War : Is it ever justified?
I believe that one has the right to self defense and the defense of others peoples’ lives. But it is important to distinguish between violent aggression, self defense, and revenge or retaliation. Revenge is not self defense. Neither is attacking someone else before they can attack you. It is unfortunate that so many of our government leaders, (and those they govern), are unable to distinguish between these three uses of violence when deciding what is or is not justified, particularly when it comes to war.
War is one of the worst atrocities that humans inflict upon each other. War usually involves the killing of masses of innocent men, women and children who have no choice in the matter. The reasons and justifications given for war have been numerous over the centuries. Real reasons have usually centered on accumulating more land, other resources and power. In order to gain support of the masses of people from whom soldiers are taken, created and used, justifications are phrased as principals like “Freedom,” “Patriotism,” “Democracy,” “Liberty,” and sometimes, “Self-Defense.”
The selfish motivation for some wars have been very plain in cases such as European nations fighting each other over land and power during the middle-ages, or the Spanish-American war in which the U.S. fought to take Cuba and the Philippines from Spain to be colonies of the U.S. instead. These are just two of extremely numerous examples of wars fought rather blatantly for land and power.
Other wars have mixed and complicated motivations and/or have mixed consequences that cause people to have mixed feelings about whether or not those wars were “good” or at least justifiable, even necessary. In the U.S. the most obvious examples are the Civil War (and its impact on slavery in the U.S.) and World War II. (More on those examples after the next two paragraphs.)
In addition to questions of whether or not a war is truly one of self-defense or saving lives, other questions revolve around the issue of war. For example, there are some who feel that certain systems are so oppressive that they must be changed “by any means necessary,” and that “the ends justify the means.” This is debatable on three counts.
First, it is my contention that the means generally determine the ends. That is, violent
means of creating a new society generally give birth to a violent society. Peace is never attained at the point of a sword (or gun or bomb). Second, one needs to truly examine the actual “ends” before deciding if they were justified by the means. For example, if fighting a war to “save lives,” one might ask whether more lives are lost in the fight than would be lost without it? Third, there has been sorely inadequate discourse on alternate means of effecting desired or necessary changes. Not going to war does not have to be the equivalent of doing nothing. One can fight injustice and oppression, (if that is one’s true motivation,) in other ways than violence or war.
Let’s look at one of the more difficult examples; the U.S. Civil War. In the U.S., this war is seen by most as a “good” and necessary war, despite the fact that over 600,000 soldiers on both sides died in the four-year war. It seems justified as the means for the ending of slavery in the U.S. But was that the only way it could have been done?
First it is important to note that ending slavery was not the primary purpose for which war was declared. The war was declared because some southern states were starting to secede from the Union, and the government leaders felt it imperative to keep the Union (the U.S.) together and not lose any states. Slavery was an integral part of the conflict, but was not the immediate purpose or ultimate motivation for the war. However, the success of the Union did lead to the abolition of legal slavery in the U.S.

Entries from a point annotation set
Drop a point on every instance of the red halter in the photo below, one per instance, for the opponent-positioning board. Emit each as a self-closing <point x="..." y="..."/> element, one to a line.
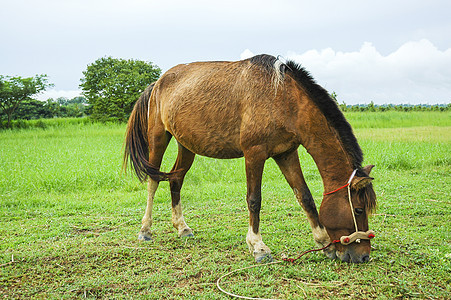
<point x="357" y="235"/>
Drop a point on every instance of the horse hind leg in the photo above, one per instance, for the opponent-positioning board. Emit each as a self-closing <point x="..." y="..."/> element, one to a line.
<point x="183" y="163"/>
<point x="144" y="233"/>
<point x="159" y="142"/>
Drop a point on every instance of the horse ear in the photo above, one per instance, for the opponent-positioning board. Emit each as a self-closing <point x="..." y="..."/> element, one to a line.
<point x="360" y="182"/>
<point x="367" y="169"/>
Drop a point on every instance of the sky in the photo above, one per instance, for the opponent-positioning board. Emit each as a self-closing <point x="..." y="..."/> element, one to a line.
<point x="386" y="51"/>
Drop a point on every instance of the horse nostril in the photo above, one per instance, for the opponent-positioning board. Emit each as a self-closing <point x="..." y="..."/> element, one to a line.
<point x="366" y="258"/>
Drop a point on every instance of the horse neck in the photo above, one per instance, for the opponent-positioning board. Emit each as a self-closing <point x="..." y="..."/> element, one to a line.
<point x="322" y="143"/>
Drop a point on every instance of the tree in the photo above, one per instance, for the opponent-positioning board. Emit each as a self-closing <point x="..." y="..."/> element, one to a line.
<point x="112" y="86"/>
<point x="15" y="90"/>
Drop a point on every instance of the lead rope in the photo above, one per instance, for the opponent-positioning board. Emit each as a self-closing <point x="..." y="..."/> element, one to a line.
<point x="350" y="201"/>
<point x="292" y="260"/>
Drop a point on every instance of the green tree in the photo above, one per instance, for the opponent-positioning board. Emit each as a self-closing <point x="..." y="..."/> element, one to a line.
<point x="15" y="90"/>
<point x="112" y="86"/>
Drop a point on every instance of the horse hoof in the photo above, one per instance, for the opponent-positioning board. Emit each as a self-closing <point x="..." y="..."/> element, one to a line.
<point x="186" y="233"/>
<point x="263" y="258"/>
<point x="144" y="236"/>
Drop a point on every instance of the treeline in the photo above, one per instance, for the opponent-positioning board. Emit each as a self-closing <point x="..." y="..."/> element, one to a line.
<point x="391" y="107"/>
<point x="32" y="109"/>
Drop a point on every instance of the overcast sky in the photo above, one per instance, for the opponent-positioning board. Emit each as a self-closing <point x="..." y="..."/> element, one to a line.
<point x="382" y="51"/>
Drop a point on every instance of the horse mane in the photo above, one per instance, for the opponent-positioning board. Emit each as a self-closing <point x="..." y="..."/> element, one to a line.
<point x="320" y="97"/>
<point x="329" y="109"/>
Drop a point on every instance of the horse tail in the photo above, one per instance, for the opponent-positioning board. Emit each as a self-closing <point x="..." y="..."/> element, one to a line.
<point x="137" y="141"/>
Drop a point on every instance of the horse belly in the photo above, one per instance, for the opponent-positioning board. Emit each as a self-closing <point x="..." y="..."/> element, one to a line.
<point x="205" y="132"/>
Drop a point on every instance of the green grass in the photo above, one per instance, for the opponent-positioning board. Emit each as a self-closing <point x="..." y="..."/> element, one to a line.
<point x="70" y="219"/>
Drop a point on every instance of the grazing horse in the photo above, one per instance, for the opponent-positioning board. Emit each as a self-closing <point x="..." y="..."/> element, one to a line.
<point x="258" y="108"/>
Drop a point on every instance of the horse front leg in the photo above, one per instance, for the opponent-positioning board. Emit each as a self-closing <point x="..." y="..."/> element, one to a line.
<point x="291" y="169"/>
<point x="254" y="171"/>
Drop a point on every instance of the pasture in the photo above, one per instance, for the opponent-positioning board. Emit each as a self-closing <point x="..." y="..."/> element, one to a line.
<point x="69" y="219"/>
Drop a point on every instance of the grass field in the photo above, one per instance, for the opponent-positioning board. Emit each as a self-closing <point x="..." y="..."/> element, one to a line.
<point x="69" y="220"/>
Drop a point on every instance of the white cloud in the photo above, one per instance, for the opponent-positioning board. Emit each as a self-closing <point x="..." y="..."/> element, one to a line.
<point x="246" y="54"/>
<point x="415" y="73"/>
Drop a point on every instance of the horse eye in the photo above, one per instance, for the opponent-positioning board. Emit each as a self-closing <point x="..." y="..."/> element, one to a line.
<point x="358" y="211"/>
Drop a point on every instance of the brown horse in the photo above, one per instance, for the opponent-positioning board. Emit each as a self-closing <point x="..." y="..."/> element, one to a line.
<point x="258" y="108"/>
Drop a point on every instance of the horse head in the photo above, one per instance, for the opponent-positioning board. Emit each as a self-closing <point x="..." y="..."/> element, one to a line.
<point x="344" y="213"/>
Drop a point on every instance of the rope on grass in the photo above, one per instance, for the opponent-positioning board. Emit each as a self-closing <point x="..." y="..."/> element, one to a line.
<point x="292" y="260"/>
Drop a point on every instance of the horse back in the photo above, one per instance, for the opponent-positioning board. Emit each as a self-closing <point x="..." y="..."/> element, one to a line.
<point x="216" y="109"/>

CHALLENGES:
A) According to the essay on war, why are justifications for war phrased as principles like "Freedom," "Patriotism," and "Democracy"? Answer in one to three sentences.
B) In the essay on war, how many soldiers died in the U.S. Civil War?
C) Please carry on the essay on war from its final sentence.

EXERCISE RESULTS:
A) Such justifications are used to gain the support of the masses of people from whom soldiers are taken, created and used. The real reasons have usually centered on accumulating more land, other resources and power.

B) Over 600,000 soldiers on both sides died.

C)
But was there any other way to accomplish the abolition of slavery? Could it have been achieved through economic sanctions such as boycotting rice, cotton and cotton-derived materials coming from slave plantations? Could the government have outlawed slavery and the recapture of slaves in northern states, and simultaneously funded and encouraged the work of the Underground Railroad? Could the government have funded and carried out a massive education campaign against slavery? Surely there are many other ideas I have not thought of that could have worked to end slavery without war. That slavery could be ended without war is evidenced in the fact that slavery was abolished all over the world, including in South America where race-based slavery supported economies as much as it did in the U.S., and yet in most places slavery was abolished without a civil war.
The other most philosophically challenging war was World War II. As with the Civil War, the U.S. involvement in WWII is generally seen as necessary for humanistic reasons; in this case to end Fascism and genocide. Once again, it is important to note that the U.S. did not enter the war out of a motivation to end Fascism or genocide. Understandable though, it entered the war when the Japanese military bombed a U.S. Naval Base in Hawaii killing 2000 soldiers and 400 civilians.
As noted above, many questions need to be explored. In this war over 2% of the world’s population, (over 60 Million people), died in World War II. This figure includes, (in addition to over 6 million Jews and others killed by Nazis in Germany and other parts of Europe), over 300,000 innocent civilians in Hiroshima and Nagasaki where the U.S. dropped atom bombs on crowded cities, and over 9 million soldiers of the USSR, over 3 million soldiers of China, over 4 million soldiers of Germany, and millions of soldiers from all over the world who died in this war.
Was it worth 60 million lives? Is the world less savage and dangerous now than it was before that war? Were there better alternatives to stop Hitler and the Nazis without
increasing the bloodshed so dramatically?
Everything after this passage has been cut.